[Problem to solve] Copy all the material below, exactly as it stands.

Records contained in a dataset
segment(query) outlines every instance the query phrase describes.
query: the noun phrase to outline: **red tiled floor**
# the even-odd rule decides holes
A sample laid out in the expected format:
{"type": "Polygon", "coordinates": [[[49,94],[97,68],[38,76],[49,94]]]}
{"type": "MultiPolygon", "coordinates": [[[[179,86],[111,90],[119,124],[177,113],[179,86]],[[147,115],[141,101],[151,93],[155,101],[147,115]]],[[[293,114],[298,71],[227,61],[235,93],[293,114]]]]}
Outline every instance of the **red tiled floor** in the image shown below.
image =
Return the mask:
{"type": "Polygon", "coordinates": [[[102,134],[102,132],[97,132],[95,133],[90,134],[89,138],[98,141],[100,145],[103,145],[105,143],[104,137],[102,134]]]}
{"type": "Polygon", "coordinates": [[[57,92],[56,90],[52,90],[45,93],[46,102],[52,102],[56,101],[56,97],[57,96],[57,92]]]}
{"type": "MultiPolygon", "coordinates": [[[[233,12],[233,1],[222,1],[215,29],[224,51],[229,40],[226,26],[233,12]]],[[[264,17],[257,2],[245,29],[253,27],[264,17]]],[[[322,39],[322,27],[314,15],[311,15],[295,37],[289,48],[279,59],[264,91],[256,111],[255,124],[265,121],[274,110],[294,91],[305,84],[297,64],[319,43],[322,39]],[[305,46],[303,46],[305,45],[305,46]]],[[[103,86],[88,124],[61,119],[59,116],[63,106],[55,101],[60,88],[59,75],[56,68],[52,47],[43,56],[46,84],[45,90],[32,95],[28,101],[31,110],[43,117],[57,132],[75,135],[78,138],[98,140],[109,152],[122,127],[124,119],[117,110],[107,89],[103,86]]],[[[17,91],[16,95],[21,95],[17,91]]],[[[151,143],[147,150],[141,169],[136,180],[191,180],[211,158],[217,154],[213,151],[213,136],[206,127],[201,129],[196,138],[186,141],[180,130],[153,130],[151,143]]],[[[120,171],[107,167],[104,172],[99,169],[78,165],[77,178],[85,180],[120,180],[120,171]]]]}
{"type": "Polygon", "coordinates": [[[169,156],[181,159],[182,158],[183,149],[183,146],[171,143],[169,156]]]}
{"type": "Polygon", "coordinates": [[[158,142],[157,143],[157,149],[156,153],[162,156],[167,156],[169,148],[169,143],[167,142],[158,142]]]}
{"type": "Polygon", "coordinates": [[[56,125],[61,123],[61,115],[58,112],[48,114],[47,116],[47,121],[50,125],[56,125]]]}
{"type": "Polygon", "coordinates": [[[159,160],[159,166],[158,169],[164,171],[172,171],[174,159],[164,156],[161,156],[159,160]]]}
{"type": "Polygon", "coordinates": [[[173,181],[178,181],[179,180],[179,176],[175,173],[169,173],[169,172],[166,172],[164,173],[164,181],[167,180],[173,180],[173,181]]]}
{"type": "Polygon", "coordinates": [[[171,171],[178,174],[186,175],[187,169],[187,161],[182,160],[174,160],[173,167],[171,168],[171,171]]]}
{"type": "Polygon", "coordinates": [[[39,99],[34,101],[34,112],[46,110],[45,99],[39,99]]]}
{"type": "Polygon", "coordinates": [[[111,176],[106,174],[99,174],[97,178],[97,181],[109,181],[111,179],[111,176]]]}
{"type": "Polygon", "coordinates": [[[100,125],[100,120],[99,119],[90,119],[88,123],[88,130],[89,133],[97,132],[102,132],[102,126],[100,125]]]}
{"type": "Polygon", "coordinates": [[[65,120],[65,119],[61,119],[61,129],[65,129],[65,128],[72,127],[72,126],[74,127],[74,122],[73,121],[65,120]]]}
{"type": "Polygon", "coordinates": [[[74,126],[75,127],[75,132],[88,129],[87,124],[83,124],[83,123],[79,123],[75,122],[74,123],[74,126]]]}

[Solution below]
segment(query) outlines every instance the query phrase describes.
query: the noun phrase to outline: **red tiled floor**
# the even-odd rule decides holes
A sample laid out in the expected format:
{"type": "Polygon", "coordinates": [[[49,94],[97,68],[38,76],[49,94]]]}
{"type": "MultiPolygon", "coordinates": [[[[179,86],[111,90],[119,124],[177,113],[179,86]],[[147,115],[141,101],[151,93],[155,101],[147,115]]],[[[293,114],[298,71],[227,61],[235,93],[293,114]]]]}
Outline every instance of the **red tiled floor** in the image shown below.
image =
Return the mask:
{"type": "Polygon", "coordinates": [[[102,134],[102,132],[97,132],[95,133],[90,134],[89,138],[98,141],[100,145],[103,145],[105,143],[104,137],[102,134]]]}
{"type": "Polygon", "coordinates": [[[57,92],[56,90],[52,90],[45,93],[46,102],[52,102],[56,101],[56,97],[57,96],[57,92]]]}
{"type": "MultiPolygon", "coordinates": [[[[233,12],[233,1],[222,1],[215,29],[224,51],[229,40],[226,26],[233,12]]],[[[264,17],[257,2],[245,29],[253,27],[264,17]]],[[[322,39],[322,27],[314,15],[311,15],[295,37],[289,48],[279,59],[264,91],[256,111],[255,124],[265,121],[274,110],[294,91],[305,84],[297,64],[319,43],[322,39]],[[305,46],[303,46],[305,45],[305,46]]],[[[103,86],[88,124],[61,119],[59,116],[63,106],[55,101],[60,88],[59,75],[56,68],[52,47],[43,56],[46,84],[45,90],[32,95],[28,101],[31,110],[43,117],[57,132],[75,135],[78,138],[98,140],[109,152],[122,127],[124,119],[117,110],[107,89],[103,86]]],[[[17,91],[16,95],[21,95],[17,91]]],[[[151,143],[147,150],[141,169],[136,180],[191,180],[211,158],[217,154],[213,151],[213,136],[206,127],[201,129],[196,138],[186,141],[180,130],[153,130],[151,143]]],[[[120,171],[107,167],[104,172],[99,169],[78,165],[77,178],[85,180],[120,180],[120,171]]]]}
{"type": "Polygon", "coordinates": [[[169,156],[181,159],[182,158],[183,149],[183,146],[171,143],[169,156]]]}
{"type": "Polygon", "coordinates": [[[158,142],[157,143],[157,149],[156,153],[162,156],[167,156],[169,148],[169,143],[167,142],[158,142]]]}
{"type": "Polygon", "coordinates": [[[56,125],[61,123],[61,115],[58,112],[48,114],[47,116],[47,121],[50,125],[56,125]]]}
{"type": "Polygon", "coordinates": [[[159,160],[159,166],[158,169],[164,171],[172,171],[174,159],[164,156],[161,156],[159,160]]]}
{"type": "Polygon", "coordinates": [[[173,181],[178,181],[179,180],[179,176],[175,173],[169,173],[169,172],[166,172],[164,173],[164,181],[167,180],[173,180],[173,181]]]}
{"type": "Polygon", "coordinates": [[[171,171],[178,174],[186,175],[187,169],[187,161],[182,160],[174,160],[173,167],[171,168],[171,171]]]}
{"type": "Polygon", "coordinates": [[[39,99],[34,101],[34,112],[46,110],[45,99],[39,99]]]}
{"type": "Polygon", "coordinates": [[[111,176],[106,174],[99,174],[97,178],[97,181],[109,181],[111,179],[111,176]]]}
{"type": "Polygon", "coordinates": [[[100,125],[100,120],[99,119],[90,119],[88,123],[88,130],[89,133],[97,132],[102,132],[102,126],[100,125]]]}
{"type": "Polygon", "coordinates": [[[65,120],[65,119],[61,119],[61,129],[65,129],[65,128],[72,127],[72,126],[74,127],[74,122],[73,121],[65,120]]]}
{"type": "Polygon", "coordinates": [[[74,126],[75,127],[75,132],[88,129],[87,124],[83,124],[83,123],[79,123],[75,122],[74,123],[74,126]]]}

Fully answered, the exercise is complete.